◆ **Requests**:
- a) Rewrite the paragraph in the text on chiller systems that begins "Typically, a facility manager weighing" as a short bulleted list, keeping its main facts.
- b) Carry on the text on chiller systems from its last sentence.

◆ **Given text**:
# # # # #

Evaluating chiller systems Every modern school or university complex runs a broad range of large and small electrical systems: lighting, safety, transport, communications, computer, HVAC and chiller systems, among others. Of these, chiller systems pose a special challenge for facility managers-they typically represent one of the largest non-capital building-equipment investments for an institution; and if they are electric motor-driven they are highly sensitive to the cost of electricity because they tend to be operated out of necessity, at the most costly time of the day and year.
Even today, with deregulation still in its infancy, a facility manager considering a chiller replacement needs a way to account for the as-yet-unknown future effects of electric utility deregulation. This means having two kinds of information: first, as clear and up-to-date an understanding as possible of the deregulated electric industry; second, a strong knowledge of the different chiller technologies available.
Fortunately, several well-proven chiller technologies are now available in a wide range of capacities that use electricity, natural gas or high- or low-pressure steam to drive the refrigeration process, including:
-Electric motor-driven centrifugal chillers. These utilize a manmade refrigerant, which is compressed and expanded to provide the refrigeration effect. The centrifugal compressor is driven by an electric motor.
-Steam turbine-driven centrifugal chillers. These operate on the same principle as above, but employ a high-pressure steam turbine rather than an electric motor to drive the centrifugal compressor.
-Natural gas engine-driven centrifugal chillers. These also use a manmade refrigerant, compressed and expanded, to provide the refrigeration effect. A natural gas-fired diesel engine drives the compressor.
-Single- and two-stage steam absorption chillers. These use steam (low-pressure for the single-stage; high-pressure for the two-stage) to provide the energy to drive a refrigeration cycle that uses water as the refrigerant. The refrigeration effect is caused by the evaporation of the water under near-vacuum conditions.
-Direct-fired two-stage absorption chillers. These use the same principal as the steam absorption chillers described above, but use natural gas (combustion) as the energy source.
-Direct-fired chiller-heaters. These operate on the same cycle as the direct-fired two-stage absorption chiller, but with an additional feature that allows some of the waste heat to be used to heat water for other systems.
As the new retail market takes shape, facility managers will need a thorough understanding of these different technologies, the advantages and disadvantages of each, and how each will affect the energy profile of the facility. This will let them make better-informed decisions as to the type of chiller or combinations of chillers that can help their institutions negotiate effectively in the new retail electric market.
Analyzing options Typically, a facility manager weighing alternative technologies will perform an economic analysis. In this example, the analysis would evaluate the costs and benefits associated with owning and operating the various chiller technologies over the life of the unit, typically 20 years. The "winner" is the system with the lowest life-cycle cost. For such a study, one of the most crucial pieces of data is an accurate, reliable projection of utility rates-which, of course, is precisely the information that is no longer obtainable. As the electric utility industry restructures, rates may be expected to change repeatedly, and in some cases drastically, over the life of the chiller.
Is it even possible to perform a meaningful economic analysis without this critical information? At present, a limited but significant body of knowledge, gained from the small-scale experiments that have been carried out around the country, is available. This, together with the lessons learned from the deregulation of gas and other industries, make it possible to reach a reasonably "educated" decision, even today, as to a chiller system that will serve a facility well, both functionally and economically, during and after the transition to deregulation.

# # # # #

◆ **Given data**:
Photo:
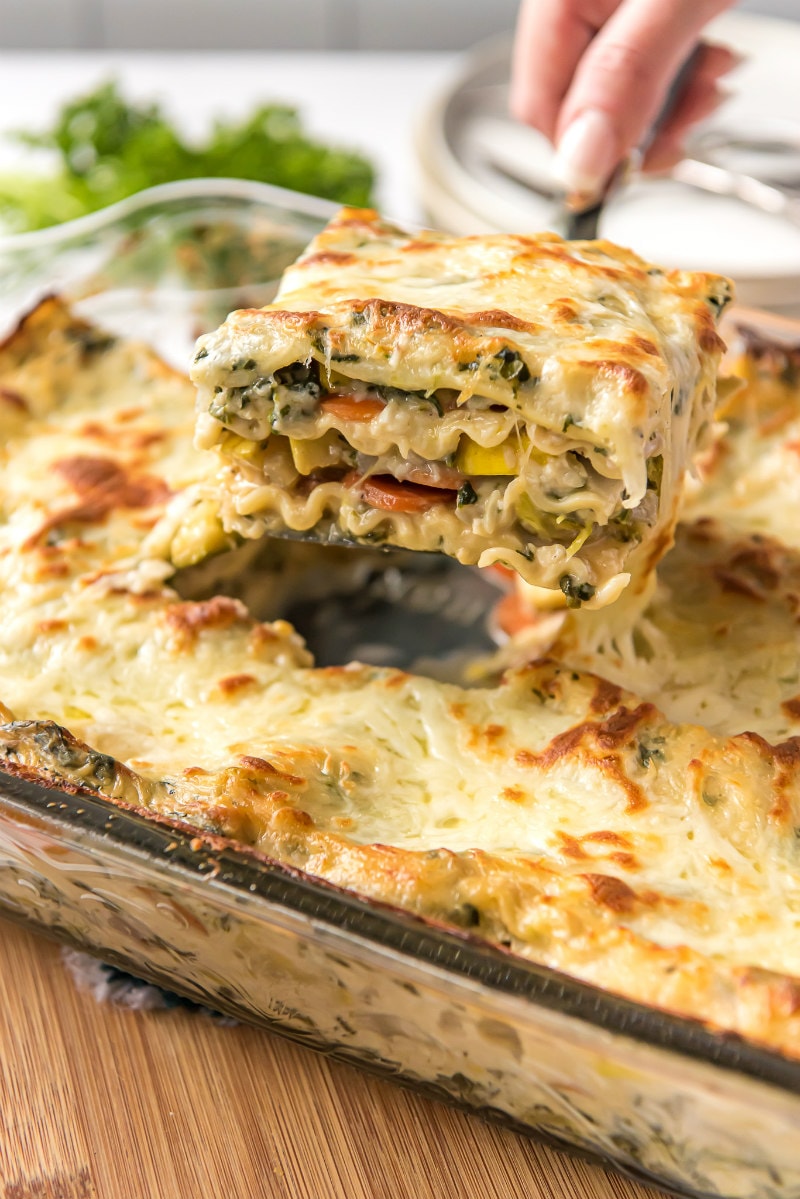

# # # # #

◆ **Results for each task**:
- a)
- Facility managers comparing chiller technologies usually perform an economic analysis.
- The analysis weighs the costs and benefits of owning and operating each technology over the unit's life, typically 20 years.
- The system with the lowest life-cycle cost wins.
- A crucial input is an accurate, reliable projection of utility rates, and that information can no longer be obtained.
- As the electric utility industry restructures, rates may change repeatedly, sometimes drastically, over the chiller's life.

- b)
To see the effect of future changes in energy costs on the facility's operating expenditures, administrators also can supplement the economic analysis with a sensitivity analysis-a versatile analytical tool used to assess how dependent the outcome of an analysis is upon its underlying assumptions. In the case of a chiller replacement, the most critical variable in comparing alternative technologies is the cost of energy. For the purpose of this analysis, energy costs (i.e., electricity, natural gas, fuel oil) are altered, while all the other variables are held constant; this makes it possible to examine the impact of fluctuating energy costs and multiple chiller technologies on the overall life-cycle cost.
The special advantage of this analysis is that its results can be used to predict which chiller technologies will provide maximum flexibility for the particular facility as deregulation progresses. The key to such a selection will be flexibility-the more flexible the system, the greater the ability to minimize the school's future exposure to high energy prices, and the greater the opportunity for energy savings.
For more than five decades-longer in some parts of the country-the electric power industry has been an essentially unchanging, monolithic structure. The utilities generated electric power, and they sold it to residential, commercial and industrial customers under the umbrella of a very safe and well-regulated system. The customer could count on having an unlimited supply of electricity on demand (with rare exceptions), while the utility was allowed to charge a price for the electricity based on its costs, which included fuel, generation, transmission, distribution, billing, accounting and customer service. As the costs to the utility increased, they were passed on to the customer.
The bilateral nature of this system ensured that neither party was exposed to any substantial risk. The utility was assured a modest profit, and the customer was assured an uninterruptible supply of electricity within a fixed rate structure. Government regulations both prevented the utility from overcharging the customer and restricted the customer from selecting a different utility with which to do business.
For better or worse, this system now is being replaced with a radically different, market-driven system. In the near future, customers will comparison-shop for low-cost electric service-just as they shop today for low-cost long-distance telephone service-while the new power suppliers will charge market rates for electricity.
As the electric power industry becomes increasingly market-driven, the large established utilities will face a range of competitors: small upstart companies run by young entrepreneurs with no experience in power generation or utility management; large, multifaceted corporations; and large power marketers, well-trained in the business of buying and selling energy.
When it comes to getting a handle on the new economics of electricity, one New Jersey educational institution is putting itself out in front of the learning curve-partly as a result of having earlier commissioned a chiller plant study that turned out to be outdated before the recommendations could be implemented.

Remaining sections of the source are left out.